Maybe it's exponential growth, and these numbers are small initially? But lung cancer patients don't make up a huge percentage of the population, so it must have been widespread? Maybe the earlier strain was milder causing fewer issues and more asymptomatic patients, and it subsequently became more virulent?

Therollockingrogue · 17/11/2020 09:48

Yes @kazmerelda my story is similar.
I went from being able to do strenuous work outs to being unable to walk up five stairs. Practically overnight. I’m lots better but I can distinctly divide my life in to two sections (before I caught the mystery illness and after).

Equimum · 17/11/2020 10:00

This is really interesting.

I am convinced we had it last Christmas. I developed a temperature and cough on Christmas Day, and by the end of Boxing Day, DS was the same. DS was seen by OOH on 28th, as his temperature wasn’t responding to Calpol and we had never seen him so poorly. The doctor said he was seeing lots of children’s and adults with the nasty flu-like virus and unusual cough. I was pretty much bed-ridden until 3rd January, and neither DS nor I were fully better for several weeks. My other son came down with a really high temperature one evening, and said he could ‘smell a funny smell’, but he was absolutely fine the following morning, and never had another symptom. Similarly, DH developed a sudden temperature just after, but was fine within 24 hours.

* [WHAT IS NEEDED]:
Write out, word for word, the stretch of the forum discussion from "I went from" through "illness and after).".

* [EXTRACTED INFORMATION]:
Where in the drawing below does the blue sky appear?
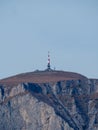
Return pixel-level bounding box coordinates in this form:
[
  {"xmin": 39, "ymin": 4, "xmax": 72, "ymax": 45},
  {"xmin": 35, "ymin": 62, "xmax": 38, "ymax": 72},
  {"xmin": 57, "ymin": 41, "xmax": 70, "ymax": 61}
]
[{"xmin": 0, "ymin": 0, "xmax": 98, "ymax": 79}]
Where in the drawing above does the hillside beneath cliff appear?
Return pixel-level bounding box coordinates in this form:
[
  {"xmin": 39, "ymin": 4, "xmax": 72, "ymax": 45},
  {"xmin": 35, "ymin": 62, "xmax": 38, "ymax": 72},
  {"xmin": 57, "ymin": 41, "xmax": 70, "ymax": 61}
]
[{"xmin": 0, "ymin": 71, "xmax": 98, "ymax": 130}]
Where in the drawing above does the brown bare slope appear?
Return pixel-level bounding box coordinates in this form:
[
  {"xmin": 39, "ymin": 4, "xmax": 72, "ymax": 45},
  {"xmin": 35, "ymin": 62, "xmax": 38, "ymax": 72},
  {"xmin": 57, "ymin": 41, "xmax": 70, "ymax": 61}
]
[{"xmin": 0, "ymin": 71, "xmax": 86, "ymax": 85}]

* [TASK RESULT]:
I went from being able to do strenuous work outs to being unable to walk up five stairs. Practically overnight. I’m lots better but I can distinctly divide my life in to two sections (before I caught the mystery illness and after).